THE DATA section start

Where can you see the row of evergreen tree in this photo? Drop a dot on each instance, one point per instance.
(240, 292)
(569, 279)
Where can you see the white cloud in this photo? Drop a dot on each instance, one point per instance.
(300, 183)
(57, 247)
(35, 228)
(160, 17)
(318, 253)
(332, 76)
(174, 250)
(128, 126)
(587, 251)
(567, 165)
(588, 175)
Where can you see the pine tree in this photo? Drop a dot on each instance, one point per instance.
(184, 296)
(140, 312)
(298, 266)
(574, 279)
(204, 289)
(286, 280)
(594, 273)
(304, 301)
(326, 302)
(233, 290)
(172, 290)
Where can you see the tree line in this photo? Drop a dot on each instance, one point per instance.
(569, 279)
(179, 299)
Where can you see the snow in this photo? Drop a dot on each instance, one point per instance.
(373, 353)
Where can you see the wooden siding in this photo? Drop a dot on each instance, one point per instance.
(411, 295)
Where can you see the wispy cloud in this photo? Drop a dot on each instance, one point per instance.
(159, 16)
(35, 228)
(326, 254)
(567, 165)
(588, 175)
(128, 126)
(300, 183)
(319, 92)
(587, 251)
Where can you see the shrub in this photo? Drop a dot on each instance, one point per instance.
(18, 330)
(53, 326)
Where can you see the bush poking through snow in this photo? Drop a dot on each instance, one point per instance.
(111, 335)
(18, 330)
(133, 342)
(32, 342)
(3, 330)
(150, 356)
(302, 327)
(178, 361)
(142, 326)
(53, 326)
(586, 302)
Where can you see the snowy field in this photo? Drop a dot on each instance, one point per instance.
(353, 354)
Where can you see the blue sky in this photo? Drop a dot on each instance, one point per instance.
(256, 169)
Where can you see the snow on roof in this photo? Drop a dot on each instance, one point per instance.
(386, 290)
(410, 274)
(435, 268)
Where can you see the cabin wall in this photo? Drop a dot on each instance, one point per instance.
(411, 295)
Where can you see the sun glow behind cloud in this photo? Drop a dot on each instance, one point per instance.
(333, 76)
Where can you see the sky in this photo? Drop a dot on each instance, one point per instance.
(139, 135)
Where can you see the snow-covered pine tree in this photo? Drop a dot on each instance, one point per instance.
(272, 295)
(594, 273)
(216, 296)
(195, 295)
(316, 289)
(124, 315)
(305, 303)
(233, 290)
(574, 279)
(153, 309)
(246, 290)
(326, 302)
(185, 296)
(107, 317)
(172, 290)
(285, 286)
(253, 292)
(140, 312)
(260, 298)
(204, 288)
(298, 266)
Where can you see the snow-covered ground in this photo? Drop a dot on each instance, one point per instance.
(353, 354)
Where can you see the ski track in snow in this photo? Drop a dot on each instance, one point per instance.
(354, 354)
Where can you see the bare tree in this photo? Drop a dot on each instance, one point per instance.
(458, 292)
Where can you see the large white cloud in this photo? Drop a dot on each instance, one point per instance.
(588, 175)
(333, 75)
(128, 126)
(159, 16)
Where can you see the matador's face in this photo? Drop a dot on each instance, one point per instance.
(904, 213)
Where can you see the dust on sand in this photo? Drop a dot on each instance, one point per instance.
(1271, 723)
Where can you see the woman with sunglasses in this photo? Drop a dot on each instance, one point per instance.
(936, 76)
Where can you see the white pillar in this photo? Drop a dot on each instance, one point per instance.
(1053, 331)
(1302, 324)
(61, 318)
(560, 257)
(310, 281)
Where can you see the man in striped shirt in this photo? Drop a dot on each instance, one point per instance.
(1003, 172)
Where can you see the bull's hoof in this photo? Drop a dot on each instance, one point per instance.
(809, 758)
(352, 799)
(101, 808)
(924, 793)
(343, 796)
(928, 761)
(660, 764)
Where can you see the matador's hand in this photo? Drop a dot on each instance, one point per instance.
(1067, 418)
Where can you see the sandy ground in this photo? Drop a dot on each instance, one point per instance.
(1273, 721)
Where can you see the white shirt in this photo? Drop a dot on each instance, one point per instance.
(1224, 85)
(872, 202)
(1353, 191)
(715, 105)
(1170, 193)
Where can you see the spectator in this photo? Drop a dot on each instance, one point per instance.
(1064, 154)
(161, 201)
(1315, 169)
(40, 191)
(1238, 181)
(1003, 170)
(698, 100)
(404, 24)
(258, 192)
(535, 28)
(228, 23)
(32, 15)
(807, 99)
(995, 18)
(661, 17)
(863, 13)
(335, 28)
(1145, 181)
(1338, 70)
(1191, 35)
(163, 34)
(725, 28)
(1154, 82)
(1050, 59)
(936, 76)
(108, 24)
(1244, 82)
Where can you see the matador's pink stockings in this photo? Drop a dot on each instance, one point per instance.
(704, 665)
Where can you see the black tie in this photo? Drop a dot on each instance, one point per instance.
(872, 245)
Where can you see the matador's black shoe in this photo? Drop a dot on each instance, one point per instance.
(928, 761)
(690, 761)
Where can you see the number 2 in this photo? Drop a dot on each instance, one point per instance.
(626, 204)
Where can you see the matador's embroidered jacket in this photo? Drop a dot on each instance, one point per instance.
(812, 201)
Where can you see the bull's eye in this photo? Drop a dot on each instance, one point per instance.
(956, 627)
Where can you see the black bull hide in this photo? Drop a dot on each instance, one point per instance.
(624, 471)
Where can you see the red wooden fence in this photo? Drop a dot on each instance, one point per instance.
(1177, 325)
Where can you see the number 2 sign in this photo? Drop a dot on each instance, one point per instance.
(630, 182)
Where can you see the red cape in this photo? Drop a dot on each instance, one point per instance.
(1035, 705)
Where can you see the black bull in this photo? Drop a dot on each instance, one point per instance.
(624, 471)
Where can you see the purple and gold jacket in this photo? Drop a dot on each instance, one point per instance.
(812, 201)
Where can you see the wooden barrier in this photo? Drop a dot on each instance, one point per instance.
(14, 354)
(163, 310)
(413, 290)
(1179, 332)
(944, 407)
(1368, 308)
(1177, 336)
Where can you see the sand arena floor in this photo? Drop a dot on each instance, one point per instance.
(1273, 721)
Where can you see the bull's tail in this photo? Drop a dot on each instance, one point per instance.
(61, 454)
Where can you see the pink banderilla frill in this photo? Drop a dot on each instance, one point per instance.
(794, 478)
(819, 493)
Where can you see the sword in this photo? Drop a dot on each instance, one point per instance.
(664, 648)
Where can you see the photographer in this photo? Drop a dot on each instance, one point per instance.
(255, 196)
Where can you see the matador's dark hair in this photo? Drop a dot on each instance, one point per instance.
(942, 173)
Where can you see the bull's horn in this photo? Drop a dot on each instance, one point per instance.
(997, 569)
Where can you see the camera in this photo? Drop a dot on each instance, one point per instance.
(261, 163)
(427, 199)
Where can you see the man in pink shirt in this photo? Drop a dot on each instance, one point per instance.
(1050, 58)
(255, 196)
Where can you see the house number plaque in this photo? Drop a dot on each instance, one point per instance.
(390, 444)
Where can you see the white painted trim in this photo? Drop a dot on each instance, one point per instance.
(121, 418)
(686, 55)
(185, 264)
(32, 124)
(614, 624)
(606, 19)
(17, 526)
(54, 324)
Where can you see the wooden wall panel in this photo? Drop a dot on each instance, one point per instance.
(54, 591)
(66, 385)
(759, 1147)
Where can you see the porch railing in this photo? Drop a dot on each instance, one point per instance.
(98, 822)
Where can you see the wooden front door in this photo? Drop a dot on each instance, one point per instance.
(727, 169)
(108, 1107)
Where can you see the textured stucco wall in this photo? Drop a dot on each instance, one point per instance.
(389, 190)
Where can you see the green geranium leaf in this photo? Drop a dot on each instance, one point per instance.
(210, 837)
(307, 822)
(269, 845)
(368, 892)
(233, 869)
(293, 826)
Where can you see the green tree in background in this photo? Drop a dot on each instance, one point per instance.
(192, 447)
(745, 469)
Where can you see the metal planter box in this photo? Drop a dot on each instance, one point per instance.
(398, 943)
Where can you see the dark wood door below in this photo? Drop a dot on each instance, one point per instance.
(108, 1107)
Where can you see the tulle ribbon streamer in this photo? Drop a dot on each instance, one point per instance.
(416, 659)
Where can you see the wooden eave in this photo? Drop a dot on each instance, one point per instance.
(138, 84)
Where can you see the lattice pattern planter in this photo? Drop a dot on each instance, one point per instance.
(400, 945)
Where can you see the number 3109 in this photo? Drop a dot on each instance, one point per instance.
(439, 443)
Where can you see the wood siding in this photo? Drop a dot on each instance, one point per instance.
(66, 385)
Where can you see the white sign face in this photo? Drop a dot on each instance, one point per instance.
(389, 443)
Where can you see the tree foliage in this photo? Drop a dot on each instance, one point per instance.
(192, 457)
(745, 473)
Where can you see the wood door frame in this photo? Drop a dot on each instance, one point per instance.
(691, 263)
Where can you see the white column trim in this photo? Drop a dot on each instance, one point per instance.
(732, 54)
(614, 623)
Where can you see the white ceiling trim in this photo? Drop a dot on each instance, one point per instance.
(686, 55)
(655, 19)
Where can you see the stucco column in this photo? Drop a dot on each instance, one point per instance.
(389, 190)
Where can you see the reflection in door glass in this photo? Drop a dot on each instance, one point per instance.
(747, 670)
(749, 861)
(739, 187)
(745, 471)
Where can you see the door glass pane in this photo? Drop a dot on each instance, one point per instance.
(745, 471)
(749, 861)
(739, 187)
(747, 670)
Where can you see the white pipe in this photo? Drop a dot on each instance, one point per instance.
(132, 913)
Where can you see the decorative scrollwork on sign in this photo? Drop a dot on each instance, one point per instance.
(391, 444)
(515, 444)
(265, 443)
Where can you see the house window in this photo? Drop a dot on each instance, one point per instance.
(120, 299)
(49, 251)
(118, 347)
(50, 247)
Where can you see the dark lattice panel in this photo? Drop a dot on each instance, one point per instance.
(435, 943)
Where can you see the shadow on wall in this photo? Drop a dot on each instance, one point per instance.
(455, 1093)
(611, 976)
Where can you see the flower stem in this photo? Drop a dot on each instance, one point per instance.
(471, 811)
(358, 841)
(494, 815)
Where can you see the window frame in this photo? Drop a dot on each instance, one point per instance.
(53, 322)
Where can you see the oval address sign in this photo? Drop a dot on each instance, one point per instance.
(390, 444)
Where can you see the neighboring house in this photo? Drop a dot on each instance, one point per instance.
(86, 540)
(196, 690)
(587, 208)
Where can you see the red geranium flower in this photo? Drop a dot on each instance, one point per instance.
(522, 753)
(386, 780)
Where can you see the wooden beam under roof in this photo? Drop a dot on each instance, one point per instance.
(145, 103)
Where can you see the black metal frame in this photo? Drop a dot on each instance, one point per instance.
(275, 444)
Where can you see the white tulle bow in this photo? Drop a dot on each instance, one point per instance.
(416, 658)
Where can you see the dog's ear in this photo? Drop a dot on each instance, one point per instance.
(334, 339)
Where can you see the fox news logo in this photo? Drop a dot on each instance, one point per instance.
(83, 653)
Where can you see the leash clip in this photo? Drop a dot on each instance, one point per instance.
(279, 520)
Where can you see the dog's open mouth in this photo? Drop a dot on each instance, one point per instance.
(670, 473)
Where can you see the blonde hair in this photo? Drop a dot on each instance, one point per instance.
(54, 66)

THE DATA section end

(EXERCISE GOAL)
Word for word, return the lines from the one holding "Where can you see the shadow" through the end of the entries above.

(SOLUTION)
Where can you see the shadow on wall in this photo? Drop a dot on each instance, one point per instance.
(455, 1093)
(611, 976)
Where can you see the flower stem in this photo? Drop a dot on each instance, one point per instance.
(471, 811)
(358, 841)
(494, 815)
Where can you see the window frame in this photo? Drop a dot on each instance, one point per instance.
(53, 322)
Where can you see the oval address sign in this photo? Drop a dot on each instance, one point per instance.
(390, 444)
Where can you see the neighboring house in this photo? Drop a dot on each instance, one point per instance.
(86, 540)
(196, 690)
(587, 208)
Where can you see the red geranium flower in this photo? Drop a dot on each instance, one point per instance.
(522, 753)
(386, 780)
Where can you see the wooden beam under roof in this photo? Drop a dot on each instance, one point per instance.
(145, 103)
Where can you see the black metal frame in this photo? Drop a dot on each instance, one point per instance.
(275, 444)
Where can you see the white tulle bow in this photo? Drop a dot on each instance, one point per instance.
(416, 658)
Where can you see the dog's ear in this photo? Drop a dot on each instance, one point per instance.
(334, 339)
Where can you see the fox news logo in this photo? Drop a dot on each instance, one point per instance.
(83, 653)
Where can you see the leash clip in this photo? Drop a dot on each instance, one point per instance.
(279, 520)
Where can you see the dog's open mouth in this photo? Drop a dot on each instance, one point per instance.
(670, 473)
Where can you see the blonde hair in this photo? Drop a dot on each instance, one point per instance.
(54, 66)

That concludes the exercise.